##### DATASET RECORDS #####

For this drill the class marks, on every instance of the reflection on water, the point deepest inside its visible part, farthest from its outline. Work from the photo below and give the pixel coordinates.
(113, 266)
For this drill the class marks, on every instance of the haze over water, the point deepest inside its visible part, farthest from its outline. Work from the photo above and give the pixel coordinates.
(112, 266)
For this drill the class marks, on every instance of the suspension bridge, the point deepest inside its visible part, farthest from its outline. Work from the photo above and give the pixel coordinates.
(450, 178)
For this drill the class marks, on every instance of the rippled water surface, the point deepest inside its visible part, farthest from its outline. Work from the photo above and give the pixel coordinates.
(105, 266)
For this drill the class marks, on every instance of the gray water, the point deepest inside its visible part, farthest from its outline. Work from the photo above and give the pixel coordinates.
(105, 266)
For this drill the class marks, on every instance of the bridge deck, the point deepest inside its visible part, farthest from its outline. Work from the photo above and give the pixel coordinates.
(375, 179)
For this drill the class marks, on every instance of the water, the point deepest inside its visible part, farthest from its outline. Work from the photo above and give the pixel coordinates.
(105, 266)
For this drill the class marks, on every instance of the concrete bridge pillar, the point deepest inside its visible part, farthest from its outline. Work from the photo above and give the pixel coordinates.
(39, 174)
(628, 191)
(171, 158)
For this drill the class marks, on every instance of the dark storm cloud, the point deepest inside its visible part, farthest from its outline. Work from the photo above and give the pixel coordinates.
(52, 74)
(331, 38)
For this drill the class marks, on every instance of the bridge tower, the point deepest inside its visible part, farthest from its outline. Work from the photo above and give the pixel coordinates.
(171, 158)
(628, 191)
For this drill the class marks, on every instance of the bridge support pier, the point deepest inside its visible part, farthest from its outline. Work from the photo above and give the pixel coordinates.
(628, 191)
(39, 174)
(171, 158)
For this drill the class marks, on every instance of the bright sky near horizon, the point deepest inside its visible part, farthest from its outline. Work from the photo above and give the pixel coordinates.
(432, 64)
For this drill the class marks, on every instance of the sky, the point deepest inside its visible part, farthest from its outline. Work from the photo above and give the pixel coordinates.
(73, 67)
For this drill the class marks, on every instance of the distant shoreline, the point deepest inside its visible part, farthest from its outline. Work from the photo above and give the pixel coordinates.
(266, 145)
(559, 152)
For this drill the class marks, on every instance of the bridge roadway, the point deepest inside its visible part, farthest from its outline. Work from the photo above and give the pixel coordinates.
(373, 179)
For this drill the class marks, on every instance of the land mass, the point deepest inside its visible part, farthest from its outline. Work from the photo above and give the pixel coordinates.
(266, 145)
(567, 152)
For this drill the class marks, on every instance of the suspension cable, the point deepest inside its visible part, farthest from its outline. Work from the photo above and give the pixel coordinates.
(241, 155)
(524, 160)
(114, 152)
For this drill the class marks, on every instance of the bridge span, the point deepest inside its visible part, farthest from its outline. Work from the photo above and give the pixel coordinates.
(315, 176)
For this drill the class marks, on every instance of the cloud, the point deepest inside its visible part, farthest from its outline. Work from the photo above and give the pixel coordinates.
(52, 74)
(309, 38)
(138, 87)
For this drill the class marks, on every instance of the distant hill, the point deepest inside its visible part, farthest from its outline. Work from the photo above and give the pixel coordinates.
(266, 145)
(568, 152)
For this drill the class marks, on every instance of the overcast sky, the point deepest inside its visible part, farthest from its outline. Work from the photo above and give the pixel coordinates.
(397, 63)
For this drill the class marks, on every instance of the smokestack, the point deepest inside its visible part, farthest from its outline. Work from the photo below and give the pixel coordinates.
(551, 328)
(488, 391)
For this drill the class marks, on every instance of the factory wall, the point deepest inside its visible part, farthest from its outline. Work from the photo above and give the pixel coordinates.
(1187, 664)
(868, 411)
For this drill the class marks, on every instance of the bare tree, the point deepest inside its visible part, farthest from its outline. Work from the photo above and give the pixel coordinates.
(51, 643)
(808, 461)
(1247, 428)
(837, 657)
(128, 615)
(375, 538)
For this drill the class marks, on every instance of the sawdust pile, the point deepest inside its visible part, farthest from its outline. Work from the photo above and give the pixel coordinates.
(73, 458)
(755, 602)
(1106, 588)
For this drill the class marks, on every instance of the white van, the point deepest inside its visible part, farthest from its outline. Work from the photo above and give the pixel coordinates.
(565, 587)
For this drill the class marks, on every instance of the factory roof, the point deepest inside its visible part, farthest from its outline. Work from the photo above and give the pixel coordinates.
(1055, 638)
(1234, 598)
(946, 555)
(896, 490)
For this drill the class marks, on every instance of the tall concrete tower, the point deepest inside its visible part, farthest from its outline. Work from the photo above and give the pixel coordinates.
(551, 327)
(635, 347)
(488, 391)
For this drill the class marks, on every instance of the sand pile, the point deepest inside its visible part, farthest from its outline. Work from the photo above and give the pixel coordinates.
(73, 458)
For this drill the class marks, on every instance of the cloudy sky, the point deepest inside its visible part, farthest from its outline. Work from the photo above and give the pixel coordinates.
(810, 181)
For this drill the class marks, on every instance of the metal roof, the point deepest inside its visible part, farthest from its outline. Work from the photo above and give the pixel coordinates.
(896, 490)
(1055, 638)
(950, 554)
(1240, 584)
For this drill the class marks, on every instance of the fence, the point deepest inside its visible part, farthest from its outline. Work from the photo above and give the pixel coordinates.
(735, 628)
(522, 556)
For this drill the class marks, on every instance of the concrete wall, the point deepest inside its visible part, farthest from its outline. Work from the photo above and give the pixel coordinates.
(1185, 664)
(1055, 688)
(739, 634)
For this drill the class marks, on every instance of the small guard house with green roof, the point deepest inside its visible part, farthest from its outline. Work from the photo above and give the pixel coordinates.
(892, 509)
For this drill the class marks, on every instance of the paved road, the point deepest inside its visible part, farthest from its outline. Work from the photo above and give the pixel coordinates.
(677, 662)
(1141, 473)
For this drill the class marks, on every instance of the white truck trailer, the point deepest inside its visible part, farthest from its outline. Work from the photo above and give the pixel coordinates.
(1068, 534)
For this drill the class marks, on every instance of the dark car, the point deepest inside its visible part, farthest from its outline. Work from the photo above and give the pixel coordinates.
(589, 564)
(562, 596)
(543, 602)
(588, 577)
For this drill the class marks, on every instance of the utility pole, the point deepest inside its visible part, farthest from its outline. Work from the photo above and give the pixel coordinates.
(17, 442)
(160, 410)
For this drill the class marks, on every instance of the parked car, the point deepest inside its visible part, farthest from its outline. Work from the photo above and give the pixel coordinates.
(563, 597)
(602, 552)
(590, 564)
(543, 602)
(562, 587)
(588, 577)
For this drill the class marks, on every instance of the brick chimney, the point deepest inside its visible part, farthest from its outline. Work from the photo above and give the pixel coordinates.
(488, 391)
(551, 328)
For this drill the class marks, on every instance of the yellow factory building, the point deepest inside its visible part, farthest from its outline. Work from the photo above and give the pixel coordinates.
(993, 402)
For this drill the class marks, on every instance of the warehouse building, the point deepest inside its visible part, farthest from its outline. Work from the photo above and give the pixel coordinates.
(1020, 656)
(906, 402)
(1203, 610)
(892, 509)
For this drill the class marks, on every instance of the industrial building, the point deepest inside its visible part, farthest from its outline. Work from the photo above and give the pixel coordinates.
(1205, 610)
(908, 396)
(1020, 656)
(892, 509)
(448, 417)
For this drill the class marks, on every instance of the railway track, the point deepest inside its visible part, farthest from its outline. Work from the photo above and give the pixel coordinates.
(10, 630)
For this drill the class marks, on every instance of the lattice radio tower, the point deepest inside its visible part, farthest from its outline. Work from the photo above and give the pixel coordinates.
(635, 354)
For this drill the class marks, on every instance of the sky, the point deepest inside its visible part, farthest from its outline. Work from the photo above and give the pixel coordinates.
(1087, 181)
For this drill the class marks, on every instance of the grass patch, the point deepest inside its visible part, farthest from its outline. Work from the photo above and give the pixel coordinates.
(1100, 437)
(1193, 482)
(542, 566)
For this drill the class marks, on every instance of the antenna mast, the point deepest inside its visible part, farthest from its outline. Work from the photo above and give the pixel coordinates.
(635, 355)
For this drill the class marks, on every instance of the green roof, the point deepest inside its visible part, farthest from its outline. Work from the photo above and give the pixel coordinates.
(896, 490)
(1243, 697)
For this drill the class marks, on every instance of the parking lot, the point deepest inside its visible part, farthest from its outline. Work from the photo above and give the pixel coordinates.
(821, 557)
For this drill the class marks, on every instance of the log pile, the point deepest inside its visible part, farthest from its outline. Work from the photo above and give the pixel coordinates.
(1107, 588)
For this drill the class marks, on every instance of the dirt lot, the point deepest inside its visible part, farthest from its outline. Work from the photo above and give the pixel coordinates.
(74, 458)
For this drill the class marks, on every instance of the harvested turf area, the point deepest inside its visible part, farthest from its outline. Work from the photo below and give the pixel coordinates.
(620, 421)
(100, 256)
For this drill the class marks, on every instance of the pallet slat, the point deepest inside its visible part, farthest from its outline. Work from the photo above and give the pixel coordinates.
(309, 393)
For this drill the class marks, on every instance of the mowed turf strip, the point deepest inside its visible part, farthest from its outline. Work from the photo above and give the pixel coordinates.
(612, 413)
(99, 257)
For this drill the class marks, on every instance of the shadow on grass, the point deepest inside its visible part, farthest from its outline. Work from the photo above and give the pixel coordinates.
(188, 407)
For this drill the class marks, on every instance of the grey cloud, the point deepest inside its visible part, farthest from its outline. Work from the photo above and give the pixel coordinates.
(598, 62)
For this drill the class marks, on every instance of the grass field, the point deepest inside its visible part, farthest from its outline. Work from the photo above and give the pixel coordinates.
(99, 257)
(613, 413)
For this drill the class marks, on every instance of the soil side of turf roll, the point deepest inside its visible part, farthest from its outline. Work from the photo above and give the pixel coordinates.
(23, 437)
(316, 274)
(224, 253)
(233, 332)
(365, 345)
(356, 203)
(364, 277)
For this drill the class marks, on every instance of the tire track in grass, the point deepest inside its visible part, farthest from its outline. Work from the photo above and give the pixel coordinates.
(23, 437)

#####

INSTRUCTIONS FOR THE TASK – Reproduce the lines of the entries above exactly, but only from the line containing "grass field, the" through the final line.

EXPECTED ANSWER –
For this drill the class marks, on every instance of the grass field, the point deepest inside its visible part, farthest from its outline. Work from the photo above and give the pixel coordinates.
(99, 257)
(613, 413)
For this drill the class marks, on every instance of the soil side of turf roll, the point deepest inside its visible part, farthest from its outline. Work from the photo above and give the pixel coordinates.
(23, 437)
(316, 274)
(224, 253)
(233, 332)
(365, 345)
(356, 203)
(364, 277)
For this drill the class marks, on every instance of the tire track in grass, the point deepest inside its visible part, farthest from its outline. Work from the photo above and give the pixel coordinates.
(23, 437)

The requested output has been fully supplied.